== EXERCISE ==
Could you return every line of the records that holds the string "front", with case counting?

== DATA ==
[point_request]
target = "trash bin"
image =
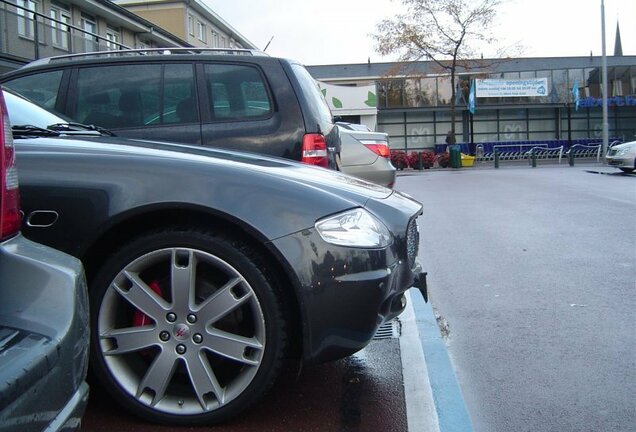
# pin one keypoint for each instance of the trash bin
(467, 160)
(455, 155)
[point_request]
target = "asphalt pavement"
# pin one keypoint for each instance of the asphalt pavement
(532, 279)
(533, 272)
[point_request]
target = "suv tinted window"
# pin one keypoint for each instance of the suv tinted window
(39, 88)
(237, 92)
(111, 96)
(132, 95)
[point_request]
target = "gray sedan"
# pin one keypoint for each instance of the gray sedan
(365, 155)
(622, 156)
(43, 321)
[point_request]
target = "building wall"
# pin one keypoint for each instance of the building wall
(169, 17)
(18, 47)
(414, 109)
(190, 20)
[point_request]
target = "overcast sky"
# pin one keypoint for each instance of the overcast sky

...

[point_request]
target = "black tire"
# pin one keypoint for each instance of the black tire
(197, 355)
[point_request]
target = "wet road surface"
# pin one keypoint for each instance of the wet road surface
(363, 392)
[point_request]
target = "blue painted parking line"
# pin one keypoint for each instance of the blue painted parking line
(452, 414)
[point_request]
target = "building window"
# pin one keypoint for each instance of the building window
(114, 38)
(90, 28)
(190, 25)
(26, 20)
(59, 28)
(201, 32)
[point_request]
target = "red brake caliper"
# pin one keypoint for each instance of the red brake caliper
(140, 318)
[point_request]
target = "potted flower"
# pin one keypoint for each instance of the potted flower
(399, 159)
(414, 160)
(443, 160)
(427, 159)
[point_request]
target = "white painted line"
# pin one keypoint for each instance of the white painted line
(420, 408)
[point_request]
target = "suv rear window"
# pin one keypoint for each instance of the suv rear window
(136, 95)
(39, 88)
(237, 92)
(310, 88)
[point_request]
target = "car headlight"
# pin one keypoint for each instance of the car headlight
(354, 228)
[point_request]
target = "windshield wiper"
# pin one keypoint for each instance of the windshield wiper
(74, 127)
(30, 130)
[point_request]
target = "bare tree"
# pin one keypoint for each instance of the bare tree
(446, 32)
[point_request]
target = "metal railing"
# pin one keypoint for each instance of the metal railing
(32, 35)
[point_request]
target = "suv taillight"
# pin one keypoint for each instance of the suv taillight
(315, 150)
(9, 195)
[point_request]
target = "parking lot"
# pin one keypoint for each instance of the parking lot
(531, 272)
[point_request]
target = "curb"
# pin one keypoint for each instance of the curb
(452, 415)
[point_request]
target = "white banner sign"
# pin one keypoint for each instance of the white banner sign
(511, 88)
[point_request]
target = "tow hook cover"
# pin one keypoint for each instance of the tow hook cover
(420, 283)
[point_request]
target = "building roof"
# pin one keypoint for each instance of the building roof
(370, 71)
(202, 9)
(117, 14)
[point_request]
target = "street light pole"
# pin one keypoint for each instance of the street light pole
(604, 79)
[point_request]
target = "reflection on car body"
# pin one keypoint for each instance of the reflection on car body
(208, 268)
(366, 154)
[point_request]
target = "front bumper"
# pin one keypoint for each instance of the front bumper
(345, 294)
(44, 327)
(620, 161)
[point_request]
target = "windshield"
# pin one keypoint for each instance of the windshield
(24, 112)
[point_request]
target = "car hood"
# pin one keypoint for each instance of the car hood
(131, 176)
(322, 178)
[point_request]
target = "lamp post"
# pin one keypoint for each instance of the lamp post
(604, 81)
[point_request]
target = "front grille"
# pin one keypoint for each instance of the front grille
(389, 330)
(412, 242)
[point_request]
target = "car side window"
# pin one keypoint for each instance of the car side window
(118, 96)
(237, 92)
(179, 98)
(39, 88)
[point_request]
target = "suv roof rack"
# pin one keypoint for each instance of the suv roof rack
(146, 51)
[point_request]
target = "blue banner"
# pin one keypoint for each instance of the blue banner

* * *

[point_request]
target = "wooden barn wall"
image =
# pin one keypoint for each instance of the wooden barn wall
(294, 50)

== RESULT BELOW ==
target = "front bumper"
# pin one keypoint for each instance of the front bumper
target = "front grille"
# pin one keypoint for each instance of the front grille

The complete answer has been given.